== WHAT YOU ARE ASKED TO DO ==
Reproduce the lines below with every "rough mask" switched to "coarse mask" and everything else unchanged. Leave the pictures out.

== DATASET EXTRACT ==

Start of Block

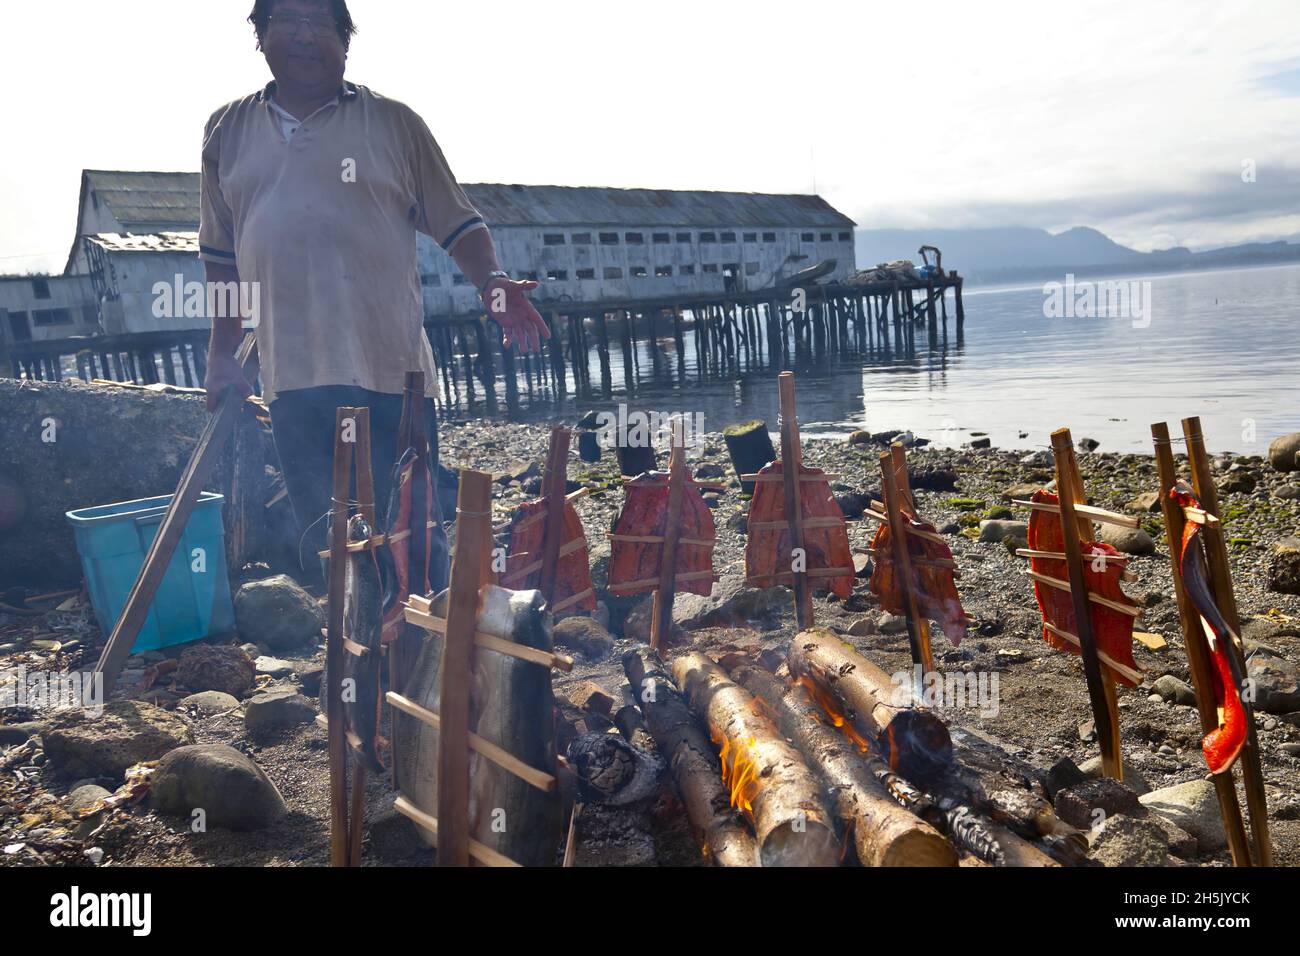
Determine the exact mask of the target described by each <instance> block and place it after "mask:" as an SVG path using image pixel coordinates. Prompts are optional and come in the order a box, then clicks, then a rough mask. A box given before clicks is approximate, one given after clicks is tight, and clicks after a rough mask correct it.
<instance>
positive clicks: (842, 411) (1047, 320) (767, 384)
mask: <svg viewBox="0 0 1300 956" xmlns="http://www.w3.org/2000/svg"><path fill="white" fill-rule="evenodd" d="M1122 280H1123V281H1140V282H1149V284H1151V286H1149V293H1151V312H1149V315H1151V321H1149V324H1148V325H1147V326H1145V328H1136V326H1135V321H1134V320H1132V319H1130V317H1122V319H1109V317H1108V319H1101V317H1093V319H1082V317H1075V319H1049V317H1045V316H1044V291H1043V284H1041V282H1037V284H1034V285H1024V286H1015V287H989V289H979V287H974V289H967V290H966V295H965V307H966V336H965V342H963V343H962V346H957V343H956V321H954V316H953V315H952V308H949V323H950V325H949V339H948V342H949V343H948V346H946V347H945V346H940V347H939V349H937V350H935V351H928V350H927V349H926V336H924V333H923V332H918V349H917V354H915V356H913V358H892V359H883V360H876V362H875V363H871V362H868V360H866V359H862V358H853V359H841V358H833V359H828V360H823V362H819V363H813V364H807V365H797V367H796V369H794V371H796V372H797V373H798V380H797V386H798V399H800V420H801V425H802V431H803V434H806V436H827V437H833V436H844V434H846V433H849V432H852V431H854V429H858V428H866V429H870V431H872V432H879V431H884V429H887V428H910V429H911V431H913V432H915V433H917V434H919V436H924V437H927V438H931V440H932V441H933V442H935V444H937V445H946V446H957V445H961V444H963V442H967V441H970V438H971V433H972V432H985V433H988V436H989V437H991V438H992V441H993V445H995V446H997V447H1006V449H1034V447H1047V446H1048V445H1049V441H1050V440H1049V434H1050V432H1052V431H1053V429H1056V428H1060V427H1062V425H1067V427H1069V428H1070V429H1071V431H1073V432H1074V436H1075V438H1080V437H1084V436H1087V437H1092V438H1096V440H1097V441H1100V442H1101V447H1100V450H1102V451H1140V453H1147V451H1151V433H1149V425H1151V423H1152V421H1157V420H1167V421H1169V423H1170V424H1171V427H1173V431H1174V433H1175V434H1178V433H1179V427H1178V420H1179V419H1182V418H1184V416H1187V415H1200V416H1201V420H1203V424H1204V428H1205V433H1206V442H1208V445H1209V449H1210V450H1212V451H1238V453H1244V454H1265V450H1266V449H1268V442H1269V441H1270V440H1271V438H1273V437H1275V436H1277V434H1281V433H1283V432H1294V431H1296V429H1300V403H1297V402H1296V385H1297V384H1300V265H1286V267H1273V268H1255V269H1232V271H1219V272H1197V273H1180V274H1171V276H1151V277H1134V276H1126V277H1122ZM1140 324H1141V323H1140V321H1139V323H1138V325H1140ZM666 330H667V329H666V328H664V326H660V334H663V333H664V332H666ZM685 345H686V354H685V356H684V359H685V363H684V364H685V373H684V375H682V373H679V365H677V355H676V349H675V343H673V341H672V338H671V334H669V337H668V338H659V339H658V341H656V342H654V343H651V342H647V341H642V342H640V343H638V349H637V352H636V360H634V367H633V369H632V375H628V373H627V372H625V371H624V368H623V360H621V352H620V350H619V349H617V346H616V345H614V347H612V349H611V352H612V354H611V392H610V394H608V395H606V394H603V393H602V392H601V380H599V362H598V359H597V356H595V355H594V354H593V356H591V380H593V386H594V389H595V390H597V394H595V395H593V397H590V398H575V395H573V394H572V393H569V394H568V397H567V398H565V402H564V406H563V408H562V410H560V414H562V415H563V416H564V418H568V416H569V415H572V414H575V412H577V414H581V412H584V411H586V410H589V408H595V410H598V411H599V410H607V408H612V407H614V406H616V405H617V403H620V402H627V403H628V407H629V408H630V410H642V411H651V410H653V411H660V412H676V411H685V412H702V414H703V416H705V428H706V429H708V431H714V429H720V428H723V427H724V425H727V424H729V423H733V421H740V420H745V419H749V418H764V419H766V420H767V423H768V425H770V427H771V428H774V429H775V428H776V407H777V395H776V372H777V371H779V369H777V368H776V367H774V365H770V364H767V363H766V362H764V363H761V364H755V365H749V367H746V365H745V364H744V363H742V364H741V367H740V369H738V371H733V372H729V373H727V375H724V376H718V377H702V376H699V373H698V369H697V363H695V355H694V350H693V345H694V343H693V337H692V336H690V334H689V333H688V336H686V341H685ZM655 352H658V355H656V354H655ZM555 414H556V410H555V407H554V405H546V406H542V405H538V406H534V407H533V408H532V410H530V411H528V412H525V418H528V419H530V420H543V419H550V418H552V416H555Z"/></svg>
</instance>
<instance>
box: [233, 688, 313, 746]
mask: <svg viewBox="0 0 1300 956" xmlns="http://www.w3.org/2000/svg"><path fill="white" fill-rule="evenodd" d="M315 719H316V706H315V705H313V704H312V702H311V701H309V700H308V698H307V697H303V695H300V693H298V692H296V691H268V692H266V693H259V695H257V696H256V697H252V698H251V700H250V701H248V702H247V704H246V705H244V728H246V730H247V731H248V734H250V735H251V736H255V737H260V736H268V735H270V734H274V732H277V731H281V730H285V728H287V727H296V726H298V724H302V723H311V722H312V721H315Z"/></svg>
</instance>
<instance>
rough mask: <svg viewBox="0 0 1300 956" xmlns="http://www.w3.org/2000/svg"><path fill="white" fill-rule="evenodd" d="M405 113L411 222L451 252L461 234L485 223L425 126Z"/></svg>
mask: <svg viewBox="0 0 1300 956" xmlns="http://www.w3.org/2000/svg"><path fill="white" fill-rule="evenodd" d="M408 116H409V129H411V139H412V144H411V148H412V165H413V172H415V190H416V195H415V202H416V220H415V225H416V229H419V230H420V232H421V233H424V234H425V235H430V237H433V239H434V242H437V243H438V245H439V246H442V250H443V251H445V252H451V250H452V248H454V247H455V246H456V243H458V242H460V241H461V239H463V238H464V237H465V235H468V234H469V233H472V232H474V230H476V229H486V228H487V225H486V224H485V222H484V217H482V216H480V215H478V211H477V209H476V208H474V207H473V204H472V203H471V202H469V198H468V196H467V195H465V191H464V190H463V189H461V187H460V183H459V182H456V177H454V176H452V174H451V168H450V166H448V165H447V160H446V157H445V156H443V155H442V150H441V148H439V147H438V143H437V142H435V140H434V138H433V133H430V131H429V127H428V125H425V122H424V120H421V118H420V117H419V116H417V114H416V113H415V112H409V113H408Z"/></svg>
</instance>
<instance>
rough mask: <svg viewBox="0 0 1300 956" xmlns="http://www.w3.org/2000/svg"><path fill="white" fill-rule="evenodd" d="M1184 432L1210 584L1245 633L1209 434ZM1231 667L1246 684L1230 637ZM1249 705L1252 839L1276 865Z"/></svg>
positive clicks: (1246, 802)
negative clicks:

End of Block

== PROBLEM SOLUTION ==
Determine the exact mask of the target described by each <instance> block and place it after "mask:" as an SVG path using image pixel coordinates. Prompts are optional and come in the order a box, then clicks, then a coarse mask. A box given before clicks is approximate, one given after clicks is tight, and clicks after a coarse mask correct it.
<instance>
positive clicks: (842, 411) (1047, 320) (767, 384)
mask: <svg viewBox="0 0 1300 956" xmlns="http://www.w3.org/2000/svg"><path fill="white" fill-rule="evenodd" d="M1122 280H1123V281H1140V282H1149V284H1151V286H1149V293H1151V312H1149V315H1151V321H1149V324H1148V325H1147V326H1145V328H1136V326H1135V321H1134V320H1132V319H1130V317H1122V319H1109V317H1108V319H1101V317H1093V319H1082V317H1075V319H1049V317H1045V316H1044V291H1043V284H1041V282H1037V284H1034V285H1024V286H1015V287H989V289H979V287H974V289H967V290H966V295H965V307H966V336H965V342H963V343H962V346H957V343H956V321H954V316H953V315H952V308H949V323H950V325H949V339H948V342H949V343H948V346H946V347H945V346H940V347H939V349H937V350H935V351H928V350H927V349H926V336H924V333H923V332H918V349H917V354H915V356H913V358H892V359H883V360H876V362H875V363H871V362H868V360H866V359H862V358H853V359H841V358H833V359H828V360H823V362H819V363H813V364H807V365H797V367H796V369H794V371H796V372H797V373H798V380H797V386H798V399H800V420H801V425H802V431H803V434H806V436H827V437H833V436H844V434H846V433H849V432H852V431H854V429H858V428H866V429H870V431H872V432H879V431H884V429H887V428H910V429H911V431H913V432H915V433H917V434H919V436H924V437H927V438H931V440H932V441H933V442H935V444H937V445H946V446H957V445H961V444H963V442H967V441H970V438H971V433H972V432H985V433H988V436H989V437H991V438H992V441H993V445H995V446H997V447H1006V449H1034V447H1047V446H1048V445H1049V441H1050V440H1049V434H1050V432H1052V431H1053V429H1056V428H1060V427H1062V425H1067V427H1069V428H1070V429H1071V431H1073V432H1074V436H1075V438H1080V437H1084V436H1087V437H1092V438H1096V440H1097V441H1100V442H1101V447H1100V450H1102V451H1140V453H1147V451H1151V433H1149V425H1151V423H1152V421H1157V420H1167V421H1169V423H1170V424H1171V427H1173V431H1174V433H1175V434H1178V433H1179V427H1178V420H1179V419H1182V418H1184V416H1187V415H1200V416H1201V420H1203V424H1204V428H1205V433H1206V442H1208V445H1209V449H1210V450H1212V451H1238V453H1244V454H1265V450H1266V449H1268V442H1269V441H1270V440H1271V438H1273V437H1275V436H1277V434H1281V433H1283V432H1294V431H1296V429H1300V403H1297V402H1296V385H1297V384H1300V265H1286V267H1273V268H1255V269H1232V271H1219V272H1197V273H1180V274H1171V276H1151V277H1134V276H1126V277H1122ZM1140 324H1141V323H1140V321H1139V323H1138V325H1140ZM666 330H667V329H666V328H664V326H660V334H663V333H664V332H666ZM685 345H686V354H685V356H684V359H685V363H684V364H685V373H684V375H682V373H679V365H677V355H676V349H675V343H673V341H672V338H671V334H669V337H668V338H659V339H658V341H656V342H654V343H651V342H647V341H642V342H640V343H638V349H637V352H636V360H634V367H633V369H632V375H628V373H627V372H625V371H624V368H623V360H621V352H620V350H619V349H617V346H616V345H614V347H612V349H611V352H612V354H611V392H610V394H608V395H606V394H603V393H602V392H601V380H599V362H598V359H597V356H595V355H594V354H593V356H591V380H593V386H594V389H595V390H597V394H595V395H593V397H590V398H575V395H573V394H572V393H569V394H568V397H567V398H565V402H564V406H563V408H562V410H560V414H562V415H563V416H564V418H568V416H569V415H572V414H575V412H577V414H581V412H584V411H586V410H589V408H595V410H598V411H599V410H607V408H612V407H614V406H616V405H617V403H620V402H627V403H628V407H629V408H630V410H642V411H651V410H653V411H660V412H676V411H685V412H702V414H703V416H705V428H706V429H708V431H714V429H720V428H723V427H724V425H727V424H729V423H733V421H740V420H745V419H749V418H764V419H766V420H767V423H768V425H770V427H771V428H774V429H775V428H776V407H777V395H776V372H777V371H779V369H777V368H776V367H774V365H770V364H767V363H766V362H764V363H761V364H755V365H749V367H746V365H745V364H744V363H742V364H741V367H740V369H738V371H733V372H729V373H727V375H724V376H718V377H702V376H699V373H698V369H697V363H695V355H694V350H693V345H694V343H693V337H692V336H690V334H689V333H688V336H686V341H685ZM655 352H658V355H656V354H655ZM555 414H556V410H555V407H554V405H546V406H542V405H538V406H534V407H533V408H532V410H530V411H528V412H525V418H528V419H530V420H543V419H550V418H552V416H555Z"/></svg>
</instance>
<instance>
box: [233, 688, 313, 746]
mask: <svg viewBox="0 0 1300 956" xmlns="http://www.w3.org/2000/svg"><path fill="white" fill-rule="evenodd" d="M315 719H316V706H315V705H313V704H312V702H311V701H309V700H308V698H307V697H303V695H300V693H298V692H296V691H268V692H266V693H259V695H257V696H256V697H252V698H251V700H250V701H248V702H247V704H246V705H244V728H246V730H247V731H248V734H250V735H251V736H255V737H260V736H268V735H270V734H274V732H277V731H281V730H285V728H287V727H296V726H298V724H302V723H311V722H312V721H315Z"/></svg>
</instance>
<instance>
coarse mask: <svg viewBox="0 0 1300 956" xmlns="http://www.w3.org/2000/svg"><path fill="white" fill-rule="evenodd" d="M405 113L411 222L451 252L461 234L485 223L425 126Z"/></svg>
mask: <svg viewBox="0 0 1300 956" xmlns="http://www.w3.org/2000/svg"><path fill="white" fill-rule="evenodd" d="M408 116H409V129H411V139H412V144H411V148H412V165H413V172H415V190H416V195H415V202H416V220H415V225H416V229H419V230H420V232H421V233H424V234H425V235H430V237H433V239H434V242H437V243H438V245H439V246H442V250H443V251H445V252H451V250H452V248H454V247H455V246H456V243H458V242H460V241H461V239H463V238H464V237H465V235H468V234H469V233H472V232H474V230H476V229H486V228H487V225H486V224H485V222H484V217H482V216H480V215H478V211H477V209H476V208H474V207H473V204H472V203H471V202H469V198H468V196H467V195H465V191H464V190H463V189H461V187H460V183H459V182H456V177H454V176H452V174H451V168H450V166H448V165H447V160H446V157H445V156H443V155H442V150H441V148H439V147H438V143H437V142H435V140H434V138H433V133H430V131H429V127H428V125H425V122H424V120H421V118H420V117H419V116H417V114H416V113H415V112H409V113H408Z"/></svg>
</instance>
<instance>
coarse mask: <svg viewBox="0 0 1300 956" xmlns="http://www.w3.org/2000/svg"><path fill="white" fill-rule="evenodd" d="M1184 432L1210 584L1245 633L1209 434ZM1231 667L1246 684L1230 637ZM1249 705L1252 839L1276 865Z"/></svg>
positive clicks: (1246, 802)
negative clicks:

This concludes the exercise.